• **WRITTEN TASK**
Write out every line of the data below again, word for word and without any changes.

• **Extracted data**
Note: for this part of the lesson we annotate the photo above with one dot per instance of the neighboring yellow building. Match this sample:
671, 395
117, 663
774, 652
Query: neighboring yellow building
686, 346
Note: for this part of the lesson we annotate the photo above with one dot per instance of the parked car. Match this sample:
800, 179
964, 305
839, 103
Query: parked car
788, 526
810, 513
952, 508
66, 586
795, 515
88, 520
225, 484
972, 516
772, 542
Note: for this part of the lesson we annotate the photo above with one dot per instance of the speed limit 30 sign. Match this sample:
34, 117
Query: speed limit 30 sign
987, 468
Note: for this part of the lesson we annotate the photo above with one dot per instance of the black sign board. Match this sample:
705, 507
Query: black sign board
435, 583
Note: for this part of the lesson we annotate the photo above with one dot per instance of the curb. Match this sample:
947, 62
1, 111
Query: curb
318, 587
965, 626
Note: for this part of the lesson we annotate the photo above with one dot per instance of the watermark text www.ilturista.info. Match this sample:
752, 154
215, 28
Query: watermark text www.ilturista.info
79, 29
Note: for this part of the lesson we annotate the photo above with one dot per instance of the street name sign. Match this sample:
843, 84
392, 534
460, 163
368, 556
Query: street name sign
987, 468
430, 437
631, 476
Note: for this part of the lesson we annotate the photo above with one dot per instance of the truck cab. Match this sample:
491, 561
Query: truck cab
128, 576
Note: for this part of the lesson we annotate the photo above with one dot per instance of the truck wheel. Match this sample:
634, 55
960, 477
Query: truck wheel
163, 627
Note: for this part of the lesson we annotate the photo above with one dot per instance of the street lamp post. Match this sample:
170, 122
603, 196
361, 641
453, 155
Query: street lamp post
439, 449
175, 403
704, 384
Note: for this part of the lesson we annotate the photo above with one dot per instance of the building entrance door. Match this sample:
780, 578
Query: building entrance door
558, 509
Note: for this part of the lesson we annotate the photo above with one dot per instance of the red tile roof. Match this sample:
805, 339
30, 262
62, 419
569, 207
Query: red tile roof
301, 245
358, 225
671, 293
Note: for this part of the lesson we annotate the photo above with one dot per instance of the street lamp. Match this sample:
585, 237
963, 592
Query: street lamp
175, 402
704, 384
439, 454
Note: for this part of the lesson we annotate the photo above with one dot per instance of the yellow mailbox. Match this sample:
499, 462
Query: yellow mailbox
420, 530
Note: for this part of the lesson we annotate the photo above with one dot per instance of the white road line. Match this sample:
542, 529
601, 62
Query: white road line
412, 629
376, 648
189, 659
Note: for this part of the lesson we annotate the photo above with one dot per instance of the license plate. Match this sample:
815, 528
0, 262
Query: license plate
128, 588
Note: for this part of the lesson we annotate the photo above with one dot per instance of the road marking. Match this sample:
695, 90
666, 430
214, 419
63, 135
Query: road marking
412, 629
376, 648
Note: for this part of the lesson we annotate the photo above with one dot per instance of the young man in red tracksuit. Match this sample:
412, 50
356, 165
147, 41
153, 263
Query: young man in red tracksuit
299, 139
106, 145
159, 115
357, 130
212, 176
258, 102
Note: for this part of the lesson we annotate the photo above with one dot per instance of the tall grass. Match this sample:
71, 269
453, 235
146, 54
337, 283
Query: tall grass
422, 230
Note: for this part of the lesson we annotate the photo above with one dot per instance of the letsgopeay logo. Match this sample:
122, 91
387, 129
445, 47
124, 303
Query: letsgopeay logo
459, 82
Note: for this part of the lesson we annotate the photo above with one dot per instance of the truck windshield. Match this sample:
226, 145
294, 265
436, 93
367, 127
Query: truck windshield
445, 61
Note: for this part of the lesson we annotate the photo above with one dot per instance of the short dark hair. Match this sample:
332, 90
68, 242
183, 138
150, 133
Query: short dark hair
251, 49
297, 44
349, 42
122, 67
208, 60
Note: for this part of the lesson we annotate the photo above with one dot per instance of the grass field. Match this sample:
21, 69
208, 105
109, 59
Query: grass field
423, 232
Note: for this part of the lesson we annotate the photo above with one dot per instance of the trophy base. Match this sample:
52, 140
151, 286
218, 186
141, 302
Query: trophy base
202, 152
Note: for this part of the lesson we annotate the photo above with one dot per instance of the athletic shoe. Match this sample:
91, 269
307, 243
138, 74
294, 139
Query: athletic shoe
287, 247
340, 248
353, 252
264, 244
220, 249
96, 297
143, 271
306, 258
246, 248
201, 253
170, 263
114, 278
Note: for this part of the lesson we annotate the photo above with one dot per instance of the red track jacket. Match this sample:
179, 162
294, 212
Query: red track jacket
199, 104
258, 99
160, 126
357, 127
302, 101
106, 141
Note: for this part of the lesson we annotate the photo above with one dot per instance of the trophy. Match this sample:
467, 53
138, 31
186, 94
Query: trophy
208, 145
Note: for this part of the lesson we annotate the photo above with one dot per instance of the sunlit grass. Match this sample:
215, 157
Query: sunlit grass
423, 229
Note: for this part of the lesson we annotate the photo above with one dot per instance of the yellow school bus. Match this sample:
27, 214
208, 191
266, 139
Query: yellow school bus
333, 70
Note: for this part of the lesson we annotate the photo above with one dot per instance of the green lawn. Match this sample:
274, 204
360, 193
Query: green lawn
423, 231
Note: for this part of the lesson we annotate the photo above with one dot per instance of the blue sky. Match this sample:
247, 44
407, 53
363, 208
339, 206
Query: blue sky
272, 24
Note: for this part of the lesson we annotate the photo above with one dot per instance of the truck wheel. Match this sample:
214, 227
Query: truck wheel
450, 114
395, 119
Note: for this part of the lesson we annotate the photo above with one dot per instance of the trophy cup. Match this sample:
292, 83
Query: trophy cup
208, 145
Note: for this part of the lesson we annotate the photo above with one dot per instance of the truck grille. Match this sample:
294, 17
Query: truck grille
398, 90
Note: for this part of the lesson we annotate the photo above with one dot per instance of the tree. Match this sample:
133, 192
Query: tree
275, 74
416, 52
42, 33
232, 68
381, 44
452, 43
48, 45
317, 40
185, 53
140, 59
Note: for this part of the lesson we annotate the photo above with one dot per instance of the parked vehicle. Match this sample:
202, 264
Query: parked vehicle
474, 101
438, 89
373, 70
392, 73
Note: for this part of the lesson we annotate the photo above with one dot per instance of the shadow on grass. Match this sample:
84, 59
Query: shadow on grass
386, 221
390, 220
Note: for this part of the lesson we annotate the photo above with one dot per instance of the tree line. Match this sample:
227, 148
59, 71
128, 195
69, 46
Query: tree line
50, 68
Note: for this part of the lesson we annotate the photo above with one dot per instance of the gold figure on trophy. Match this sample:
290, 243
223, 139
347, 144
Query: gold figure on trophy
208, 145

• **RIGHT ANSWER**
Note: for this part of the lesson we annotate the photo above with one dot per instance of the neighboring yellow building. Match this sample:
671, 395
117, 663
774, 652
Query: neighboring yellow building
686, 346
Note: for this part of the lesson we annotate the photo above with one dot per instance of the parked car. Match this sample:
800, 179
964, 305
839, 103
Query: parked car
788, 526
810, 513
952, 508
66, 586
795, 515
88, 520
225, 484
972, 516
772, 542
Note: for this part of the lesson we annotate the photo above with one dot per instance of the speed limit 30 sign. Match this sample:
34, 117
Query: speed limit 30 sign
987, 468
Note: for this part of the lesson we annotate the photo above with one dot per instance of the black sign board. Match this sample:
705, 507
Query: black sign board
435, 583
Note: for this part of the lesson we annotate the photo above with one dot per instance of the curb. Match this sample:
947, 62
1, 111
Query: curb
318, 587
965, 626
Note: for this part of the lesson we annotate the photo above with one dot per instance of the watermark text www.ilturista.info. Match this sample:
752, 154
215, 28
Query: watermark text www.ilturista.info
79, 29
Note: for this part of the lesson we annotate the photo above with one dot per instance of the street name sign. Match this sample:
843, 84
392, 534
460, 163
368, 556
Query: street name sign
987, 468
430, 437
631, 476
Note: for this part of the lesson we annotate the photo above with one dot per instance of the truck cab. Match this sample:
491, 561
Query: truck cab
128, 576
Note: for this part of the lesson we annotate the photo above with one dot per instance of the truck wheel. Match this sample:
634, 55
960, 477
Query: truck wheel
163, 627
Note: for this part of the lesson we annotate the photo above with one dot per instance of the street lamp post. Match this sample:
170, 122
603, 196
361, 641
453, 155
Query: street lamp post
439, 449
175, 403
704, 384
Note: for this part of the lesson we annotate the photo above with one dot per instance of the building entrance door. Match this sample:
780, 578
Query: building entrance door
558, 509
Note: for this part of the lesson we annotate the photo above with one dot per instance of the red tile roof. Match this sample:
805, 339
30, 262
62, 419
569, 207
Query: red tile roof
301, 245
358, 225
671, 293
Note: for this part of the lesson we annotate the photo above with one dot per instance of the street lamp. Match this sample:
585, 237
963, 592
Query: street lamp
175, 402
704, 384
439, 454
Note: for this part of the lesson we annotate the photo above with one dot per instance of the yellow mailbox. Match this sample:
499, 462
Query: yellow mailbox
420, 530
Note: for this part of the lesson we annotate the photo above with one dot per instance of the white road line. Match this sample:
542, 529
601, 62
Query: white road line
412, 629
376, 648
189, 659
Note: for this part of the lesson we annotate the photo above with one dot per instance of the license plate. Match this sample:
815, 528
0, 262
Query: license plate
128, 588
Note: for this part of the lesson we annotate the photo above with one dot per instance of the road marking. Match this sample:
695, 90
666, 430
214, 419
63, 135
Query: road marking
412, 629
376, 648
Note: for this part of the lesson we annotate the photo above with one dot per instance of the young man in red tracksuit. Match this sample:
412, 50
356, 165
147, 41
153, 263
Query: young man in red tracksuit
299, 139
106, 145
159, 115
357, 130
212, 176
258, 102
Note: for this part of the lesson we annotate the photo above with one dot per instance of the tall grass. Match this sample:
71, 269
453, 235
146, 54
337, 283
Query: tall grass
422, 230
Note: for this part of the lesson we annotate the photo above with one dot per instance of the letsgopeay logo. Match this sample:
122, 91
387, 129
445, 47
124, 303
Query: letsgopeay logo
459, 82
Note: for this part of the lesson we annotate the photo above with one dot per instance of the truck windshield. Match this sample:
226, 145
294, 265
436, 93
367, 127
Query: truck windshield
445, 61
Note: for this part of the lesson we annotate the photo above with one dot per instance of the short dark hair. Match this sample:
332, 90
68, 242
183, 138
150, 133
Query: short dark hair
251, 49
297, 44
349, 42
122, 67
208, 60
Note: for this part of the lesson we annotate the photo above with one dot per instance of the grass field. Match this sample:
21, 69
208, 105
109, 59
Query: grass field
423, 232
Note: for this part of the lesson we annotate the photo above with one dot per instance of the trophy base. Match this sample:
52, 140
151, 286
218, 186
141, 302
Query: trophy base
202, 152
Note: for this part of the lesson we annotate the photo above with one dot per instance of the athletic shoe. Match this sample:
91, 269
307, 243
138, 74
294, 139
Query: athletic shoe
287, 247
340, 248
353, 252
264, 244
220, 249
96, 297
143, 271
306, 258
246, 248
201, 253
170, 263
114, 278
Note: for this part of the lesson we annotate the photo above with one dot per instance of the red track jacket. Match this sample:
179, 162
294, 212
Query: red track jacket
199, 104
258, 99
160, 126
357, 127
302, 101
106, 141
Note: for this part of the lesson we annotate the photo above with one dot per instance of the trophy. Match this sample:
467, 53
138, 31
186, 94
Query: trophy
208, 145
Note: for this part of the lesson we annotate the photo above with one dot per instance of the sunlit grass. Match this sample:
215, 157
Query: sunlit grass
423, 229
Note: for this part of the lesson we annotate the photo above with one dot per instance of the yellow school bus. Match this sample:
27, 214
208, 191
266, 139
Query: yellow school bus
333, 70
Note: for this part of the lesson we annotate the photo above with one dot per instance of the green lawn. Match this sample:
274, 204
360, 193
Query: green lawn
423, 231
Note: for this part of the lesson we annotate the photo above with one dot per instance of the blue sky. Match this sample:
247, 44
407, 53
363, 208
339, 206
Query: blue sky
272, 24
Note: for this part of the lesson we annotate the photo above with one dot per instance of the truck wheel. Match this sample:
214, 227
Query: truck wheel
450, 114
395, 119
Note: for this part of the lesson we annotate the photo above with one dot per instance of the trophy cup. Match this sample:
292, 83
Query: trophy cup
208, 145
Note: for this part of the lesson we annotate the photo above with one dot per instance of the truck grille. Match this sample:
294, 17
Query: truck grille
398, 90
Note: for this part of the lesson we annotate the photo above with one dot per instance of the tree. Match this sample:
133, 192
Query: tree
275, 74
416, 52
42, 33
232, 68
381, 44
452, 43
48, 45
317, 40
185, 53
140, 59
Note: for this part of the lesson we annotate the photo above with one dot per instance of the parked vehicle. Match this sample:
202, 264
Query: parked vehicle
474, 101
438, 89
373, 70
392, 73
Note: for this part of the lesson we annotate the photo above with one dot per instance of the shadow on grass. Match this sample:
84, 59
Query: shadow on grass
386, 221
390, 220
Note: for this part of the lesson we annotate the photo above with one dot per instance of the tree line. Match this sample:
227, 148
59, 71
128, 195
69, 46
Query: tree line
50, 68
Note: for this part of the lesson we annotate the photo above with one dot per instance of the gold figure on trophy. Match this sample:
290, 243
223, 139
347, 144
Query: gold figure on trophy
208, 145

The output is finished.